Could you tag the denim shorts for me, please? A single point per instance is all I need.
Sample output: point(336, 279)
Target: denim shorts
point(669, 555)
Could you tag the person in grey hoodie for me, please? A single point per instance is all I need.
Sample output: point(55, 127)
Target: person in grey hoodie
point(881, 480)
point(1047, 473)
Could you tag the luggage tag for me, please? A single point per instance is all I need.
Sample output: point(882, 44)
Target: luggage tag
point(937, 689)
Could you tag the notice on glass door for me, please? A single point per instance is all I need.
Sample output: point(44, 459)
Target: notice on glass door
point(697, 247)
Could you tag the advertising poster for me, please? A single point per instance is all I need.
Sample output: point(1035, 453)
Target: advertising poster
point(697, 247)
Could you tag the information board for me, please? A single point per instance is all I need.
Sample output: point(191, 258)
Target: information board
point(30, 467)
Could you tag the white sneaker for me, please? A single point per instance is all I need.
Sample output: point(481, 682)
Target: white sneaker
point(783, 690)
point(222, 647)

········

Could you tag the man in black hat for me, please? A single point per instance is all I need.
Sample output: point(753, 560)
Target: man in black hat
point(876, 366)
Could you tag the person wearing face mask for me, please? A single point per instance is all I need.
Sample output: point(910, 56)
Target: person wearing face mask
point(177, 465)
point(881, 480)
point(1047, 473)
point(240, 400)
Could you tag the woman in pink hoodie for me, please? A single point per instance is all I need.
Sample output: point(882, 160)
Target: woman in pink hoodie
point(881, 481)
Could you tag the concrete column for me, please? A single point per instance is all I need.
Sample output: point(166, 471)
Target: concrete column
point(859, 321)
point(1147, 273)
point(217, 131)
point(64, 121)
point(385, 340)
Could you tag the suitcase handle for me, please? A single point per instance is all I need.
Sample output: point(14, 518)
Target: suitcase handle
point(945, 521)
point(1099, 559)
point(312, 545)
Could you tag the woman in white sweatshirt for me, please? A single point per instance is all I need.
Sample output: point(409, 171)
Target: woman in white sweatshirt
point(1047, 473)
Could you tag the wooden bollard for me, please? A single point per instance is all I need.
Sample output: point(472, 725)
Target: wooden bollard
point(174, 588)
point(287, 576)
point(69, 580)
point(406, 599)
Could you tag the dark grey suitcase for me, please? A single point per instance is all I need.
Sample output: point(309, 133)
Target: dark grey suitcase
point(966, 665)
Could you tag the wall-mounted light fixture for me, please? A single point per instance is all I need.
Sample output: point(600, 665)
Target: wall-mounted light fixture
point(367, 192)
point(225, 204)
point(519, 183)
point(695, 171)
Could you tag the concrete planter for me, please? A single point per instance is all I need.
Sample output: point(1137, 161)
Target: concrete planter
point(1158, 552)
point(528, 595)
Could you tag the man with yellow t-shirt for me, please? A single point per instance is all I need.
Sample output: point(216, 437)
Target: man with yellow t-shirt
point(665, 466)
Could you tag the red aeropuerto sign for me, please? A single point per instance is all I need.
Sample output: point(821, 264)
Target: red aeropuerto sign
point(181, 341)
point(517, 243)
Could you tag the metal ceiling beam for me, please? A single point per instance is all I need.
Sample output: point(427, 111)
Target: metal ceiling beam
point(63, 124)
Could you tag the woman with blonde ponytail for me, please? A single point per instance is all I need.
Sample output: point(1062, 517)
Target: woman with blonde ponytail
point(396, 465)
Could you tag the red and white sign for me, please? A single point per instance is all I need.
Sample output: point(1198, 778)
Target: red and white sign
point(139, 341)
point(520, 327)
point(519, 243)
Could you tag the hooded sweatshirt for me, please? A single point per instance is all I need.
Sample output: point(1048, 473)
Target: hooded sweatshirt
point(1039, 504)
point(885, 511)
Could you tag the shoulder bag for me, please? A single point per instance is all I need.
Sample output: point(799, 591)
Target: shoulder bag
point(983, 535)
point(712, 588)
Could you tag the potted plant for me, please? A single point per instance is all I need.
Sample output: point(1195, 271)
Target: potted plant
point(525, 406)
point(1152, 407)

········

**What is being asked:** An exact, complete copy of the lines above from the one with "Could you tag the woman in white" through the one with "Could you tag the dark" is the whole answer.

**Response area:**
Could you tag the woman in white sweatshirt for me, please? A single point per instance is all I need.
Sample output: point(409, 171)
Target: woman in white sweatshirt
point(1047, 473)
Could you tag the wooden bollard for me, please? A single point per instance is all I need.
Sample output: point(472, 725)
Target: wooden bollard
point(174, 588)
point(287, 576)
point(69, 580)
point(406, 599)
Could you tag the dark grey suitcase for me, please? A single point per instance is all I need.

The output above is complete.